Data listing:

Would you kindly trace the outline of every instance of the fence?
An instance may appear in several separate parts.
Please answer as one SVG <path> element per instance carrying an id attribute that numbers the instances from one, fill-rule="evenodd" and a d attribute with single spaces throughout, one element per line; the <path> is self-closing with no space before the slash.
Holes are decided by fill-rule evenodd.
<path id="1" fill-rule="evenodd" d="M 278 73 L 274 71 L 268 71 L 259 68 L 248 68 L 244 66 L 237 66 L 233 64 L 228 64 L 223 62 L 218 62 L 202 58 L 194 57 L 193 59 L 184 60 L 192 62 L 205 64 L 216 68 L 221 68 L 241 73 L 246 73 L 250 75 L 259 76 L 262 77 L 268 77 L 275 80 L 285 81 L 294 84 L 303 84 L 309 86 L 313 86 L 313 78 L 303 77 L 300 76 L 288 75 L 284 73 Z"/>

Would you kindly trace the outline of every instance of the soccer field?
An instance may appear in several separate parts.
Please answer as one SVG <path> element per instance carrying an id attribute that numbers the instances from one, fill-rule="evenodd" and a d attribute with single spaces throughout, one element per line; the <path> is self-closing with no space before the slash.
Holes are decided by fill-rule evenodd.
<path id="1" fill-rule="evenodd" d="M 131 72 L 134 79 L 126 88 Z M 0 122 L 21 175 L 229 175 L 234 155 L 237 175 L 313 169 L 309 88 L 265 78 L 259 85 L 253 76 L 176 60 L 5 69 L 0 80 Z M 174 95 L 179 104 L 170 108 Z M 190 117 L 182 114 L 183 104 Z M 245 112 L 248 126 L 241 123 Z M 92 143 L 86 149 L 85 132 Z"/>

Exercise directions: Please copy every line of the records above word for word, with no changes.

Result of the exercise:
Would you kindly trace the outline of every instance of the fence?
An instance may appear in several separate parts.
Please answer as one SVG <path> element per instance carrying an id attribute that numbers the instances from one, fill-rule="evenodd" and a d attribute with single spaces throughout, one element per line; the <path> is self-closing with no space before the slash.
Holes are decided by fill-rule evenodd.
<path id="1" fill-rule="evenodd" d="M 278 73 L 274 71 L 268 71 L 259 68 L 248 68 L 244 66 L 237 66 L 233 64 L 228 64 L 223 62 L 218 62 L 202 58 L 194 57 L 193 59 L 184 60 L 192 62 L 205 64 L 216 68 L 221 68 L 241 73 L 246 73 L 250 75 L 259 76 L 262 77 L 268 77 L 275 80 L 285 81 L 294 84 L 303 84 L 309 86 L 313 86 L 313 78 L 303 77 L 300 76 L 288 75 L 284 73 Z"/>

Would you kindly trace the outline of every instance of the soccer field?
An instance may appear in several separate parts.
Please answer as one SVG <path> element per instance carrying an id attribute that numbers the instances from one, fill-rule="evenodd" and a d attribute with single spaces throughout, one element per line; the <path> is self-closing with no space before the slash.
Holes are decided by fill-rule evenodd.
<path id="1" fill-rule="evenodd" d="M 131 72 L 134 79 L 126 88 Z M 0 122 L 21 175 L 229 175 L 234 155 L 237 175 L 313 169 L 309 88 L 265 78 L 259 85 L 253 76 L 176 60 L 5 69 L 0 80 Z M 174 95 L 179 104 L 170 108 Z M 190 117 L 182 114 L 183 104 Z M 245 112 L 248 126 L 241 123 Z M 92 143 L 86 149 L 85 132 Z"/>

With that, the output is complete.